Data for this exercise:
- - - - -

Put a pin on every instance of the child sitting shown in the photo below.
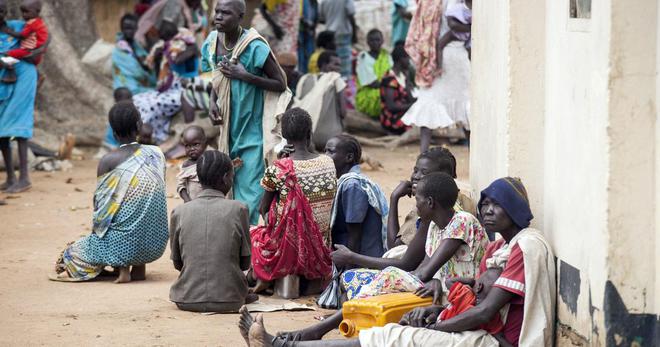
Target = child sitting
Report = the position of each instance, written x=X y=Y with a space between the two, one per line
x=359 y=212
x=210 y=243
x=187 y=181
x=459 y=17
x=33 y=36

- - - - -

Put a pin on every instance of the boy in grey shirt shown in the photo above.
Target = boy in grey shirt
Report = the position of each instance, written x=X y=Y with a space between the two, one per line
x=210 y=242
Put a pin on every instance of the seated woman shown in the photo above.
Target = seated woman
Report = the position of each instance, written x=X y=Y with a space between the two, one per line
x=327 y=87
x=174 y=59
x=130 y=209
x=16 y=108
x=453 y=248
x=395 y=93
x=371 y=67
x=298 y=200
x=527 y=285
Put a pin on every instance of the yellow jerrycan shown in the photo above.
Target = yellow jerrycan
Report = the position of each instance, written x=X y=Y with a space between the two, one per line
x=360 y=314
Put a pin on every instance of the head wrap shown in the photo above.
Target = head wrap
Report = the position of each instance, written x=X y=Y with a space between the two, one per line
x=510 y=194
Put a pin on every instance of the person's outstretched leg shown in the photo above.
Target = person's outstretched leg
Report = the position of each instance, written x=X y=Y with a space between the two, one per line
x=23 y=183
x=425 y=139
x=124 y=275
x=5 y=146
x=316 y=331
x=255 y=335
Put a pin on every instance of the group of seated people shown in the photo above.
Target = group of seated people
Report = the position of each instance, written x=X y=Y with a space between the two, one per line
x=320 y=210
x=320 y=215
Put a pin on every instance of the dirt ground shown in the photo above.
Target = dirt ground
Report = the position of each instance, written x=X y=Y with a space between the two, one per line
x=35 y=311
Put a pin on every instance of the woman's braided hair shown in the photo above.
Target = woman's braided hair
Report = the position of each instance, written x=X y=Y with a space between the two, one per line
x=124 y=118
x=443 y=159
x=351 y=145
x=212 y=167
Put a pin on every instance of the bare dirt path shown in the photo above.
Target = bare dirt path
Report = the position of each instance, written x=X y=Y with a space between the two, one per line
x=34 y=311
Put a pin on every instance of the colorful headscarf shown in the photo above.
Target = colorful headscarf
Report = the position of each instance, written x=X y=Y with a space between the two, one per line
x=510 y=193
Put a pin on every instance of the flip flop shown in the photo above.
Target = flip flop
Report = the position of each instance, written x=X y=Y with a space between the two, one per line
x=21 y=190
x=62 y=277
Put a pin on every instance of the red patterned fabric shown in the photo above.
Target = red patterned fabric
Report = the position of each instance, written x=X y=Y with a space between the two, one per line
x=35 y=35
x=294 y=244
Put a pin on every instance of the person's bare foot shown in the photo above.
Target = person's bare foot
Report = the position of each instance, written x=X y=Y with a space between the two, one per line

- - - - -

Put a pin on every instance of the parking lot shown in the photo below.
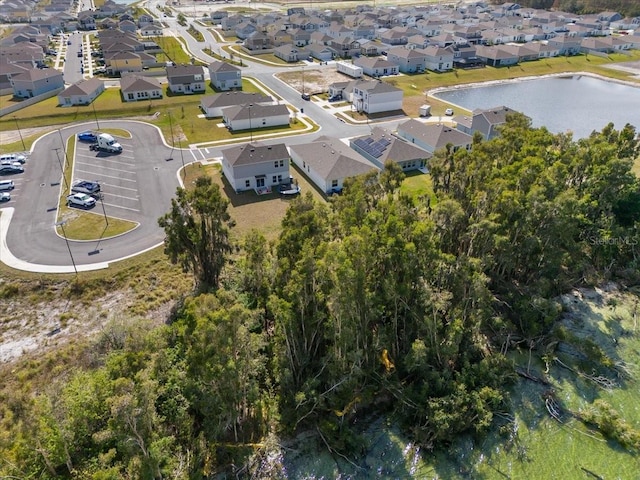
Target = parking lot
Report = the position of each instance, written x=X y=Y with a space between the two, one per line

- - - - -

The problem:
Please copy each line of the material that contains the word "flip".

Response to the exercise:
Put a pin on every instance of the flip flop shown in the photo above.
Target = flip flop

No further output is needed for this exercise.